╭──

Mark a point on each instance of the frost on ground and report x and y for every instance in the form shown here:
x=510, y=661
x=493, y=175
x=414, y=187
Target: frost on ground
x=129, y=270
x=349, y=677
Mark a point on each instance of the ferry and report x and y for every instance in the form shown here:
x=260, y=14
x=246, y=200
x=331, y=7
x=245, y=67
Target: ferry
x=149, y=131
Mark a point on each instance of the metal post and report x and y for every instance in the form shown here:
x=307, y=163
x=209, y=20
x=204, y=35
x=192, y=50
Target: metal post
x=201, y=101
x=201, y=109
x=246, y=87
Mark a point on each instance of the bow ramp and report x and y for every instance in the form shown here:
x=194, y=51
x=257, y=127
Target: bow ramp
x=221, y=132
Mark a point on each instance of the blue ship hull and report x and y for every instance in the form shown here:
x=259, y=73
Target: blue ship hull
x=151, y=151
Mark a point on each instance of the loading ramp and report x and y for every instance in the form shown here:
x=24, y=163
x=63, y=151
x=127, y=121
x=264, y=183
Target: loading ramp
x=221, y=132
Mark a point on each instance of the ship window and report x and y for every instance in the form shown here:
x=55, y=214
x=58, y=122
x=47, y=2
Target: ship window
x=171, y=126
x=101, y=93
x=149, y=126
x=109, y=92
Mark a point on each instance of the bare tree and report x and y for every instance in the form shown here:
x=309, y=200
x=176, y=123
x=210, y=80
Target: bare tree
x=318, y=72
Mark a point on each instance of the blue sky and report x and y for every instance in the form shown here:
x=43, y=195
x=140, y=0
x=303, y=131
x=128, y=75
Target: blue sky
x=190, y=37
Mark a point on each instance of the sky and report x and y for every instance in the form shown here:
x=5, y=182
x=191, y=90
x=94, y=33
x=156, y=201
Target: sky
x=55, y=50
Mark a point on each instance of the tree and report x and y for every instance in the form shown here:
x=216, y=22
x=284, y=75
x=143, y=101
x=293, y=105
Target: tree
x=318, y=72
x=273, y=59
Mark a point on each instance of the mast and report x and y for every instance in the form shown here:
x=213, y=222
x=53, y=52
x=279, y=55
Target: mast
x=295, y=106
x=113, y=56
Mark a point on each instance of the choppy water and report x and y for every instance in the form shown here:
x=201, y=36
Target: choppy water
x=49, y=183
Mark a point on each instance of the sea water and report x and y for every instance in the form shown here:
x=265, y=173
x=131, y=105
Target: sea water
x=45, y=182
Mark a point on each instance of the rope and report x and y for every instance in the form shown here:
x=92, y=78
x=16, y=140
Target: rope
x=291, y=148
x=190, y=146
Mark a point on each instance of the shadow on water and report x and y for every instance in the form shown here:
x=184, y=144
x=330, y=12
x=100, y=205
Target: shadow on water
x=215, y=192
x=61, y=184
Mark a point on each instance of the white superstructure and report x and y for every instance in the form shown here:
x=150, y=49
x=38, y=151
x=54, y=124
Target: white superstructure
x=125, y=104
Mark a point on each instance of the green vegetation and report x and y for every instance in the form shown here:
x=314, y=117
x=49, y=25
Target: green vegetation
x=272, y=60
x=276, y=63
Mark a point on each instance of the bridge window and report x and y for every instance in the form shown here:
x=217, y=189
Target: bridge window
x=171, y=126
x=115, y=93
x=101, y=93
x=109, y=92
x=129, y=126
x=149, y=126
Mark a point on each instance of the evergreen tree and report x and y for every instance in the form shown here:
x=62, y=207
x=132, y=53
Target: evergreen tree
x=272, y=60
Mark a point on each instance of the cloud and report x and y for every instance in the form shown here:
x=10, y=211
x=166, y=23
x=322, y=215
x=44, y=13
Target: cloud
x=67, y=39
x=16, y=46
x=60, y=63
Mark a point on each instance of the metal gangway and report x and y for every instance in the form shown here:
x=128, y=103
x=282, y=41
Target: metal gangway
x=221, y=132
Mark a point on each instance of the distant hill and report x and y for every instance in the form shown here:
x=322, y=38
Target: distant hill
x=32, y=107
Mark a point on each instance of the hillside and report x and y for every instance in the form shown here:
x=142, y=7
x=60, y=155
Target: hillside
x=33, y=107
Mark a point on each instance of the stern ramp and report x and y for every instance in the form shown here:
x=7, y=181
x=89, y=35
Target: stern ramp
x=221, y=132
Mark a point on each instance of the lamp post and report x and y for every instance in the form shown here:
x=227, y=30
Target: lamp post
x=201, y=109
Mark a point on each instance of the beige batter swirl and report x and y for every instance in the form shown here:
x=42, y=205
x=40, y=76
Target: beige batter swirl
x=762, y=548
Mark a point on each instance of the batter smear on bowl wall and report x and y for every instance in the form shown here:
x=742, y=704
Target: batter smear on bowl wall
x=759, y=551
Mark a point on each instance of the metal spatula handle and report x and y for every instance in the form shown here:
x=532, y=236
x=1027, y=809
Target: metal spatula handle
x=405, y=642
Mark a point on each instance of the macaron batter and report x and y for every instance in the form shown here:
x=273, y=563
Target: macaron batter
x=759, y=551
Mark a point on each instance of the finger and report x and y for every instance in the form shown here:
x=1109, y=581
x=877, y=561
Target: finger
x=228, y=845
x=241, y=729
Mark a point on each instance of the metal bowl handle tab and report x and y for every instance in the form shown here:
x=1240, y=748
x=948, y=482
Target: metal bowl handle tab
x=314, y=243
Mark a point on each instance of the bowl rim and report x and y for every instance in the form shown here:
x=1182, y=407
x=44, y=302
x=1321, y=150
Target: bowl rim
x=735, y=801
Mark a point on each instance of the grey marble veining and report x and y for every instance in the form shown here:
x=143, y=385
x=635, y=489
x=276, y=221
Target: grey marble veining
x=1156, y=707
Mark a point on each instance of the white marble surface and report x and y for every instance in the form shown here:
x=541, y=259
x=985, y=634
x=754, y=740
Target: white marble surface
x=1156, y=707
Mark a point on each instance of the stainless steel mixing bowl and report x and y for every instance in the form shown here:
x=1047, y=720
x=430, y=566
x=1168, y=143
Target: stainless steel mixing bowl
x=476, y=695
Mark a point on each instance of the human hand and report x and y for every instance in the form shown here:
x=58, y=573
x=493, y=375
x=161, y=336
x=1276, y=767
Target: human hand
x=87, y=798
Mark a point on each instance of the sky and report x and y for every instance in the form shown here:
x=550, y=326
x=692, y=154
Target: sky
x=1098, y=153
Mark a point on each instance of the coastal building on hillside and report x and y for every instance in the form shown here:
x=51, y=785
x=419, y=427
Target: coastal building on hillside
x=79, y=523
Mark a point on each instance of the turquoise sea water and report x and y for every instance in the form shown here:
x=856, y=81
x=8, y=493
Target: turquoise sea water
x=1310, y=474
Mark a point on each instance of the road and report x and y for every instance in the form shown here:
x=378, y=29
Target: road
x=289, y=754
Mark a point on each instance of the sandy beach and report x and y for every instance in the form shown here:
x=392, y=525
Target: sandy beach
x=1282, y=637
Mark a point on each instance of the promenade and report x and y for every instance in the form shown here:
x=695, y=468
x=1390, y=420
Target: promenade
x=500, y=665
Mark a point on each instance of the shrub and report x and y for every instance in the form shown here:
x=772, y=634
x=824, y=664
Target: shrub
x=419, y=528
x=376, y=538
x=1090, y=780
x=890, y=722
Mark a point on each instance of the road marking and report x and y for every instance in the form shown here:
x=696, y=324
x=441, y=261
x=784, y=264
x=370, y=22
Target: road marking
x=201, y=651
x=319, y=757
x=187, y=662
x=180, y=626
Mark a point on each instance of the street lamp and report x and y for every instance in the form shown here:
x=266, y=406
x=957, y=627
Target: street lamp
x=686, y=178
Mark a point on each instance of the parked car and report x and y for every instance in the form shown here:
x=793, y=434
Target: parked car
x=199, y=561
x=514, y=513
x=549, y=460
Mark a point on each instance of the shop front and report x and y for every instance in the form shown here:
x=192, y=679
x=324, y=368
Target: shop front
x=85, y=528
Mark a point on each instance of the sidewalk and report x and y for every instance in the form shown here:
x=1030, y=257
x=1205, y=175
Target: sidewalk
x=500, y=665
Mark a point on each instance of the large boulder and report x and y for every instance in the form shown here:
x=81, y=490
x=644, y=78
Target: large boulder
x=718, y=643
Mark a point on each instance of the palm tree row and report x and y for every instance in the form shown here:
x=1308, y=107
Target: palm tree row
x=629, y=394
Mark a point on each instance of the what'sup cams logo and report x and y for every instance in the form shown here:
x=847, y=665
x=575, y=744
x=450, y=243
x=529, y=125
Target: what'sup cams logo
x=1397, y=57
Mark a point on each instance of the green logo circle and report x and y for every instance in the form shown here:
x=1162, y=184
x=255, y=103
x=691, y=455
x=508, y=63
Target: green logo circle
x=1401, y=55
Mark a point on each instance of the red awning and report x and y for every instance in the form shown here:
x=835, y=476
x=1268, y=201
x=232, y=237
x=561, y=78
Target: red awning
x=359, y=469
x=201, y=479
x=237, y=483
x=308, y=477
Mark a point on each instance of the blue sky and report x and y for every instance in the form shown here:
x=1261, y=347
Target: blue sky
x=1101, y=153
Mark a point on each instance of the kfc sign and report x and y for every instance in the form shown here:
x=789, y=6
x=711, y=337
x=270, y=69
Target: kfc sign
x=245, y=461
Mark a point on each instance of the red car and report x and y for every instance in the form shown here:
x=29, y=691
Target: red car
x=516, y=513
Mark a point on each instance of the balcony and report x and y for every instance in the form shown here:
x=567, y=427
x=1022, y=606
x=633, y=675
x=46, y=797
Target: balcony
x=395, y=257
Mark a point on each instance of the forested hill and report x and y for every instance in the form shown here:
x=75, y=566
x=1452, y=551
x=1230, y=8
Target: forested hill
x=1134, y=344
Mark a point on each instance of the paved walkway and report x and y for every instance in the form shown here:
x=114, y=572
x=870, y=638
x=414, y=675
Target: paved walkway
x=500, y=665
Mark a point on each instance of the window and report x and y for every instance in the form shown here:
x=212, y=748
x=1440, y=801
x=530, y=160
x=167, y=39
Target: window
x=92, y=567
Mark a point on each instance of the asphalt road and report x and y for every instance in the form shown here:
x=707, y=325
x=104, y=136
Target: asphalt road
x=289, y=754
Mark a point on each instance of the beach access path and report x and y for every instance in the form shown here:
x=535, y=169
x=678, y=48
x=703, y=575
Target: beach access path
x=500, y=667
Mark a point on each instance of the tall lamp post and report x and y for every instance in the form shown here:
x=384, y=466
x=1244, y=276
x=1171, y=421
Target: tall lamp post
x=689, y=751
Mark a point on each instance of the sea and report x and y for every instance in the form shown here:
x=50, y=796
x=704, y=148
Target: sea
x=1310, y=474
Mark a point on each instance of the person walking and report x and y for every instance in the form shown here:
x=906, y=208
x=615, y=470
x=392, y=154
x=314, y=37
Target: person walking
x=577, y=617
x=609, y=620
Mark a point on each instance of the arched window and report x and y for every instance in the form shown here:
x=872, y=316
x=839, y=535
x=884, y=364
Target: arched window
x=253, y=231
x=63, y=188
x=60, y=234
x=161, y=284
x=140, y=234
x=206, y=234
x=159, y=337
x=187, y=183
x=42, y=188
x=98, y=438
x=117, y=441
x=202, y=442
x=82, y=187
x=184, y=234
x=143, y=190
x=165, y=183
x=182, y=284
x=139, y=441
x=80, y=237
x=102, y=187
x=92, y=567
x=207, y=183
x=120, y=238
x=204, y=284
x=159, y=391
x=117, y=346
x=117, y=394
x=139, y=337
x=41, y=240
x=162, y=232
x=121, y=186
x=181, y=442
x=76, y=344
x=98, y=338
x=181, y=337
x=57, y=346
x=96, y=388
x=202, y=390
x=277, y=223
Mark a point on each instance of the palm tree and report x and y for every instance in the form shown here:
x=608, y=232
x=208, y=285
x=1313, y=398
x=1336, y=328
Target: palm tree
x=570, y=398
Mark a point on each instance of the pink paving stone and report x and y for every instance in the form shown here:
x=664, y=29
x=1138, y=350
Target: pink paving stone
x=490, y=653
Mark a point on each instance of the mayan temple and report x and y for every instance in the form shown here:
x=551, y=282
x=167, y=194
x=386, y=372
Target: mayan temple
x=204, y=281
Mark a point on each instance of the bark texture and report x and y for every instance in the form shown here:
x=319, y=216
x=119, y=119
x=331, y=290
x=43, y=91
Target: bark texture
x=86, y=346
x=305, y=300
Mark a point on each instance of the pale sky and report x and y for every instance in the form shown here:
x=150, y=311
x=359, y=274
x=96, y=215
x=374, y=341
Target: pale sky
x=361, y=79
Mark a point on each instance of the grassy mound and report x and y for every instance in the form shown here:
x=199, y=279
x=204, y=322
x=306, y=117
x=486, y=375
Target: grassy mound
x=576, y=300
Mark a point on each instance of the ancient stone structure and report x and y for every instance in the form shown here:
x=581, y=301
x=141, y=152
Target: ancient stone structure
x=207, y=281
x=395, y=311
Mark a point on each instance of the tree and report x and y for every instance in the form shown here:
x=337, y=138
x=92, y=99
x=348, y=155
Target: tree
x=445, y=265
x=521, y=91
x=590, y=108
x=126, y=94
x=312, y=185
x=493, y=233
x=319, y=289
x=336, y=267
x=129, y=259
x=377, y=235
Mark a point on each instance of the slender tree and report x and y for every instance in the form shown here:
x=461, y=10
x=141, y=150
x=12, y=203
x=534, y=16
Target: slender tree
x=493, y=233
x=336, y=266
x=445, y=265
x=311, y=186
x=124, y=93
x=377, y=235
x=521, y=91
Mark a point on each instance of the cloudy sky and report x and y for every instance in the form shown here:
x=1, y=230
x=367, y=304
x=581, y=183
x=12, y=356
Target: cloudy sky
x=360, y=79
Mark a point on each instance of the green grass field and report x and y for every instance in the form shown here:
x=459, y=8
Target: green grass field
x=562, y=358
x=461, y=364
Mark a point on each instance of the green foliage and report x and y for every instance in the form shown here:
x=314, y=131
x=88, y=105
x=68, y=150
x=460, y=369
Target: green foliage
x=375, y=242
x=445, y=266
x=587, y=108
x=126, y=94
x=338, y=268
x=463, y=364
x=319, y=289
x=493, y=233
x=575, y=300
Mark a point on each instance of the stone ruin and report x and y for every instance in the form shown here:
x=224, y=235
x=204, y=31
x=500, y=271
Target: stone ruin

╰──

*What to work on*: Each line from the one containing "Mark a point on each instance of the pale" to the end of the records should be echoed exactly, and no other line.

*Finished exercise*:
Mark a point on each instance of the pale sky and report x and y for every instance in the form shown here:
x=150, y=311
x=359, y=274
x=96, y=215
x=374, y=341
Target: pale sky
x=361, y=79
Mark a point on each instance of the grassy mound and report x and y for every instance in the form shown here:
x=199, y=279
x=204, y=322
x=306, y=117
x=486, y=375
Target: grassy mound
x=576, y=300
Mark a point on each instance of the ancient stone structure and report x and y for every instance in the form shown here:
x=581, y=301
x=141, y=152
Target: ancient stone structure
x=207, y=281
x=395, y=311
Mark a point on each instance of the tree and report x and y for every instance in the form shown here:
x=337, y=138
x=92, y=99
x=348, y=155
Target: tree
x=445, y=265
x=521, y=91
x=590, y=108
x=126, y=94
x=312, y=185
x=493, y=233
x=319, y=289
x=336, y=267
x=129, y=259
x=377, y=235
Mark a point on each instance of the slender tree and report x and y for every instance in the form shown here:
x=461, y=10
x=141, y=150
x=12, y=203
x=534, y=16
Target: slender tree
x=493, y=233
x=336, y=266
x=445, y=265
x=311, y=186
x=124, y=93
x=377, y=235
x=521, y=91
Mark a point on each instance of the cloudy sky and report x and y for every instance in the form shown here:
x=1, y=230
x=367, y=304
x=581, y=183
x=12, y=356
Target: cloudy sky
x=360, y=79
Mark a point on each instance of the green grass field and report x and y for every instance in the form shown here:
x=459, y=8
Target: green grass field
x=562, y=358
x=461, y=364
Mark a point on each instance of the green foliage and report x and y for every instance in the form shown here:
x=314, y=131
x=88, y=105
x=68, y=150
x=460, y=369
Target: green foliage
x=375, y=242
x=445, y=266
x=587, y=108
x=126, y=94
x=338, y=268
x=463, y=364
x=319, y=289
x=493, y=233
x=575, y=300
Mark a point on each instance of the stone ruin and report x and y for every instance in the form shown here:
x=224, y=235
x=204, y=31
x=500, y=271
Target: stone ruin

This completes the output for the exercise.